(EXERCISE INPUT)

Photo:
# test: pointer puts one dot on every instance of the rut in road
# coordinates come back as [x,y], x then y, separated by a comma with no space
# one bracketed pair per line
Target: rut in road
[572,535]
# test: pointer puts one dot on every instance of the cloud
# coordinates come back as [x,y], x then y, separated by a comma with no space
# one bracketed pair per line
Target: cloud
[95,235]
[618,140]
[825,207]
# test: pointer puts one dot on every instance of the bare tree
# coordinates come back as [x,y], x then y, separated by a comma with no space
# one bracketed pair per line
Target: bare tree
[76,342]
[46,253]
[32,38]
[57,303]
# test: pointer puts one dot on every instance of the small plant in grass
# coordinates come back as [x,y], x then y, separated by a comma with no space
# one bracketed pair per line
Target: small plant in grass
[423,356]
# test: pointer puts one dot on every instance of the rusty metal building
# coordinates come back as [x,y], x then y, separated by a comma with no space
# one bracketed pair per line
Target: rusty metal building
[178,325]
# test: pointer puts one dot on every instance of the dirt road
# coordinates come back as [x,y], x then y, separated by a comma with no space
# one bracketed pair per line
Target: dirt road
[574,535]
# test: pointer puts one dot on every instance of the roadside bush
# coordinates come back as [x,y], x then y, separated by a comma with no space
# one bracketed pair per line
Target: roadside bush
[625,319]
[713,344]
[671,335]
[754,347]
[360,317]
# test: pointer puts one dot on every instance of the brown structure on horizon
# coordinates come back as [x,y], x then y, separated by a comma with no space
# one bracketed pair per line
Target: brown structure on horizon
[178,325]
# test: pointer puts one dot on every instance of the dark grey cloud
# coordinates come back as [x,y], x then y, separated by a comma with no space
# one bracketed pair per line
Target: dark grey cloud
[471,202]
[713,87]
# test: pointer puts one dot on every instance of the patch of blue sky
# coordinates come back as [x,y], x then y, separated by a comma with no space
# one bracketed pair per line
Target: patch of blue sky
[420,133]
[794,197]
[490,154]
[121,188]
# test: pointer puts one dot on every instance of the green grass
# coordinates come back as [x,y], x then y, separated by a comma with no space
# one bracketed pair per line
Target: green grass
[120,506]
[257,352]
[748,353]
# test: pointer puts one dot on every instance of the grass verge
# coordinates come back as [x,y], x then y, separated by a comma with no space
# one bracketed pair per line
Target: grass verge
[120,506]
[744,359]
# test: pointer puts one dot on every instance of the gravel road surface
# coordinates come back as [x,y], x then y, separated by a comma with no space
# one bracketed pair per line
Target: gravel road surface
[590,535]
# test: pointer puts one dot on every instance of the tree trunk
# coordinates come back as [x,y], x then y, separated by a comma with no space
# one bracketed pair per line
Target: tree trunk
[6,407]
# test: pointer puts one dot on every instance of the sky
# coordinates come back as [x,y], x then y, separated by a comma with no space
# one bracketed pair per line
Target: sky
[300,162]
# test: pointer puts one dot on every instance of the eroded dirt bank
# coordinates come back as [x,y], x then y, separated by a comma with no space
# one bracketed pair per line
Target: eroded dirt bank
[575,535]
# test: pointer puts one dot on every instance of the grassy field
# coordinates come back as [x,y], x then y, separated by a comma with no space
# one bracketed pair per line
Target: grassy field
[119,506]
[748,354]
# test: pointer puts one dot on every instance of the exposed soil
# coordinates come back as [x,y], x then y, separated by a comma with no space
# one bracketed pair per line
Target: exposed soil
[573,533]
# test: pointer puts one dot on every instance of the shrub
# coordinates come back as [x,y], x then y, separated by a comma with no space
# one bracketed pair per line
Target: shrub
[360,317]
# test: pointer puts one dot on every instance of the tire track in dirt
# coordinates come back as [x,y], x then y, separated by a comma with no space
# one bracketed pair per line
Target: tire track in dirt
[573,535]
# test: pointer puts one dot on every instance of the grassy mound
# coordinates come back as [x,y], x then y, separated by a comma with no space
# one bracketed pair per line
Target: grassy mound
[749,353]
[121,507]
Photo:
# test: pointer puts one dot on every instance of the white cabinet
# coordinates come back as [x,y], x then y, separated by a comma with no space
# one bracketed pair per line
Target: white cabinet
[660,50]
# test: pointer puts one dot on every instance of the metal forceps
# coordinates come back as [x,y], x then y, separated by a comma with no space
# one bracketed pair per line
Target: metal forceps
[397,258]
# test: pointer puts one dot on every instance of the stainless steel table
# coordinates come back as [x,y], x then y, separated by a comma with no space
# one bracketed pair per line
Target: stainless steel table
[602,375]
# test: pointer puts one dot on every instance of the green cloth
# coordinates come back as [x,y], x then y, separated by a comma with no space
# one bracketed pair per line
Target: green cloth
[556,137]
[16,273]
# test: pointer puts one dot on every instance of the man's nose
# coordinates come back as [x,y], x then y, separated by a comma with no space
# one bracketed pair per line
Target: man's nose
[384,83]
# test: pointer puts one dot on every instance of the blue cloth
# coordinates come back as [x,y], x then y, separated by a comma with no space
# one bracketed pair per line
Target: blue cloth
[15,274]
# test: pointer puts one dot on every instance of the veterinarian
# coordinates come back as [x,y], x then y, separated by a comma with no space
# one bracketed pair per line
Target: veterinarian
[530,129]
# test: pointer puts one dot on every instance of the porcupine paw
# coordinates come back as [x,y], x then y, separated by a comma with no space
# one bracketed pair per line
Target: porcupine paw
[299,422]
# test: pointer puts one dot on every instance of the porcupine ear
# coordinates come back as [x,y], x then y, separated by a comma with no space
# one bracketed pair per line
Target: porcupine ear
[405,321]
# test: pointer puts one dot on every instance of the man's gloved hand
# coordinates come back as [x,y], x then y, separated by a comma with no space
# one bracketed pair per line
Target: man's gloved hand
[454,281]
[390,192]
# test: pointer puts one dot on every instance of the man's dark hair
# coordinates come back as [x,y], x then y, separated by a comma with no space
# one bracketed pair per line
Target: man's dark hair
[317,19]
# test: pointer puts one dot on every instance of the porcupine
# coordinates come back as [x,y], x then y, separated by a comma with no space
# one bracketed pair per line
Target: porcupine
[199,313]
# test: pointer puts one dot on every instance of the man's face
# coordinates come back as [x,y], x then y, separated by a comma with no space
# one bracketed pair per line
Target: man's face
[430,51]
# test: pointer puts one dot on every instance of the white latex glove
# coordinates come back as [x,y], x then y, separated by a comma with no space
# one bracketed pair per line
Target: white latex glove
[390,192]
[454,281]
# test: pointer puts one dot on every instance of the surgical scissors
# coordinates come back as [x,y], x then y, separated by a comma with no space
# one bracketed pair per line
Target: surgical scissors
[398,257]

(End EXERCISE INPUT)

**PROBLEM TO SOLVE**
With no line omitted, copy all the data exactly.

**RESULT OF THE EXERCISE**
Photo:
# test: pointer puts one dot on every instance of the rut in road
# coordinates come back as [x,y], x then y, separated by a comma with no space
# one bracketed pair per line
Target: rut in road
[572,535]
# test: pointer puts one dot on every instance of the cloud
# coordinates come back as [x,y], x then y, separated by a comma with no space
# one bracketed pair per line
Target: cloud
[95,235]
[618,140]
[825,207]
# test: pointer puts one dot on every instance of the bare tree
# coordinates come back as [x,y], x then y, separated by a comma with no space
# one bracketed pair per line
Target: bare tree
[76,342]
[46,253]
[32,38]
[57,303]
# test: pointer puts one dot on every instance of the small plant in grass
# coordinates come back as [x,y], x then y, separated by a comma with no space
# one bracketed pair per line
Target: small plant in grass
[423,356]
# test: pointer puts one dot on every instance of the rusty metal building
# coordinates come back as [x,y], x then y, separated by a comma with no space
# one bracketed pair per line
Target: rusty metal building
[178,325]
# test: pointer puts one dot on every instance of the dirt road
# coordinates come back as [x,y], x then y, separated by a comma with no space
# one bracketed pair per line
Target: dirt road
[574,535]
# test: pointer puts one dot on every instance of the roadside bush
# coordinates come back as [x,y], x then y, separated by a comma with no space
# one bracketed pair per line
Target: roadside bush
[625,319]
[713,344]
[671,335]
[754,347]
[360,317]
# test: pointer puts one dot on every instance of the brown structure on horizon
# coordinates come back as [x,y], x then y, separated by a comma with no space
# one bracketed pair per line
Target: brown structure on horizon
[178,325]
# test: pointer puts one dot on every instance of the dark grey cloud
# coordinates come back as [x,y], x then y, separated by a comma with no space
# one bracketed pair per line
Target: dark grey cloud
[471,202]
[713,87]
# test: pointer puts one dot on every instance of the patch of blue sky
# coordinates come back as [x,y], x then y, separated by a comma with no space
# one bracketed pair per line
Target: patch of blue sky
[420,133]
[794,197]
[490,154]
[121,188]
# test: pointer puts one dot on every instance of the green grass
# coordinates come back as [x,y], x then y, separated by a comma with no space
# one bracketed pair per line
Target: green grass
[120,506]
[257,352]
[748,353]
# test: pointer puts one dot on every instance of the grass verge
# coordinates come back as [x,y], x then y, separated by a comma with no space
# one bracketed pair per line
Target: grass verge
[120,506]
[744,359]
# test: pointer puts one dot on every instance of the gravel road surface
# coordinates come back as [x,y], x then y, separated by a comma with no space
# one bracketed pair per line
Target: gravel road surface
[590,535]
# test: pointer puts one dot on every instance of the tree trunk
# coordinates come back as [x,y], x then y, separated by a comma with no space
# one bracketed pair per line
Target: tree trunk
[6,407]
# test: pointer puts one dot on every instance of the sky
# coordinates come back as [x,y], x then y, separated by a comma with no space
# one bracketed pair per line
Target: sky
[300,162]
# test: pointer puts one dot on every instance of the eroded dirt bank
# coordinates come back as [x,y], x then y, separated by a comma with no space
# one bracketed pair per line
Target: eroded dirt bank
[575,535]
# test: pointer puts one dot on every instance of the grassy field
# coordinates come back as [x,y], x then y, separated by a comma with no space
# one bracketed pair per line
Target: grassy field
[119,506]
[748,354]
# test: pointer puts one dot on every instance of the exposed soil
# coordinates come back as [x,y], x then y, separated by a comma with no space
# one bracketed pair per line
Target: exposed soil
[573,533]
# test: pointer puts one dot on every instance of the shrub
# coordinates come back as [x,y], x then y, separated by a comma with no space
# one bracketed pair per line
Target: shrub
[360,317]
# test: pointer puts one dot on every instance of the tire track in dirt
# coordinates come back as [x,y], x then y, separated by a comma with no space
# one bracketed pair per line
Target: tire track in dirt
[573,535]
# test: pointer puts one dot on every instance of the grassy mound
# coordinates come back as [x,y], x then y, separated by a comma with no space
# one bracketed pair per line
Target: grassy mound
[749,353]
[121,507]
Photo:
# test: pointer puts one dot on every instance of the white cabinet
# coordinates come back as [x,y], x then y, separated by a comma with no space
# one bracketed pair per line
Target: white cabinet
[660,50]
# test: pointer puts one dot on every instance of the metal forceps
# coordinates come back as [x,y], x then y, separated by a comma with no space
# one bracketed pair per line
Target: metal forceps
[397,258]
# test: pointer puts one dot on every instance of the stainless steel table
# coordinates come back as [x,y], x then y, separated by a comma with no space
# one bracketed pair per line
Target: stainless steel table
[602,375]
# test: pointer puts one dot on every instance of the green cloth
# coordinates come back as [x,y], x then y, separated by a comma with no space
# one bracketed pair per line
Target: green cloth
[556,137]
[16,273]
# test: pointer puts one dot on every instance of the man's nose
# coordinates come back as [x,y], x then y, separated by a comma with no space
# one bracketed pair per line
Target: man's nose
[384,83]
# test: pointer puts one dot on every instance of the blue cloth
# coordinates come back as [x,y], x then y, separated by a comma with no space
# one bracketed pair per line
Target: blue cloth
[15,274]
# test: pointer puts one dot on every instance of the veterinarian
# coordinates come back as [x,y], x then y, separated by a comma with no space
# one bracketed pair per line
Target: veterinarian
[530,129]
# test: pointer puts one dot on every instance of the porcupine paw
# coordinates come back as [x,y], x then y, separated by a comma with no space
# one bracketed pair per line
Target: porcupine paw
[299,422]
# test: pointer puts one dot on every instance of the porcupine ear
# coordinates come back as [x,y], x then y, separated by a comma with no space
# one bracketed pair per line
Target: porcupine ear
[405,321]
# test: pointer puts one dot on every instance of the man's gloved hand
# coordinates come back as [x,y], x then y, separated by a comma with no space
# one bracketed pair per line
Target: man's gloved hand
[454,281]
[390,192]
# test: pointer puts one dot on every instance of the man's dark hair
# coordinates come back as [x,y], x then y, separated by a comma with no space
# one bracketed pair per line
Target: man's dark hair
[317,19]
# test: pointer puts one dot on every instance of the porcupine
# coordinates come back as [x,y], x then y, separated by a comma with no space
# one bracketed pair per line
Target: porcupine
[199,313]
# test: pointer puts one dot on every instance of the man's face
# coordinates come back as [x,y], x then y, separated by a comma with no space
# one bracketed pair per line
Target: man's face
[430,51]
# test: pointer puts one dot on every instance of the white latex glove
# coordinates come back as [x,y], x then y, separated by a comma with no space
# one bracketed pair per line
Target: white latex glove
[390,192]
[454,281]
# test: pointer puts one dot on every instance of the surgical scissors
# coordinates come back as [x,y], x then y, separated by a comma with no space
# one bracketed pair per line
Target: surgical scissors
[398,257]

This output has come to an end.